## EXTRACT TO READ
---
Are there daring stories of human survival? Homeric or otherwise? Surely.

Every human story is one of daring survival, from first breath to last. Though our puddles are deeper and we are less prone to smearing.

Perhaps I underestimated them. Those worms. Maybe one would bravely bear hours of freezing drizzle while I slapped and scampered at tennis balls (for naught: I lost) and live to see the clouds break. Maybe a dozen sidewalk-goers’ random walks would miraculously eschew her. And then, spongy and addled (though brainless), she would blindly vermiculate in the lucky direction of the grass, not the street.

There she would rest a moment, marveling, tasting once more her native soil, before taking renewed strength in thoughts of loved ones, and burrowing down into the dirt.

Except I didn’t. Underestimate them. Because I came out of my match two hours later, sweaty and defeated, and saw the three of them right where I left them. Super dead. Seriously.
---
## EXCERPTED DATA
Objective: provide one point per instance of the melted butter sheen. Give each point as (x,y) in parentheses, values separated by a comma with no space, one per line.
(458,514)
---
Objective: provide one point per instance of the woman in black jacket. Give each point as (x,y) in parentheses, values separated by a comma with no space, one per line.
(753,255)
---
## EXERCISE
Extend the essay about the worms on the sidewalk, starting right after its final sentence. The listing above comes from a separate source and has no connection to the essay about the worms on the sidewalk.

## RESULT OF THIS EXERCISE
I took the loss better than usual, as you might imagine, since I was in a mental state of picturing deaths worse than my own. Any defeat is quite bearable, actually, compared to those sad, drowned, frozen worms.

Somehow just the possibility of their heroism – though not realized that day, still entirely plausible – buoyed me. Maybe it was the sunshine, but I got back in my car thinking not of my seven double-faults, but of resilience and determination and stoic bravery. And of loved ones

All those things and more standing between me and my own native soil, which I, too, will someday taste.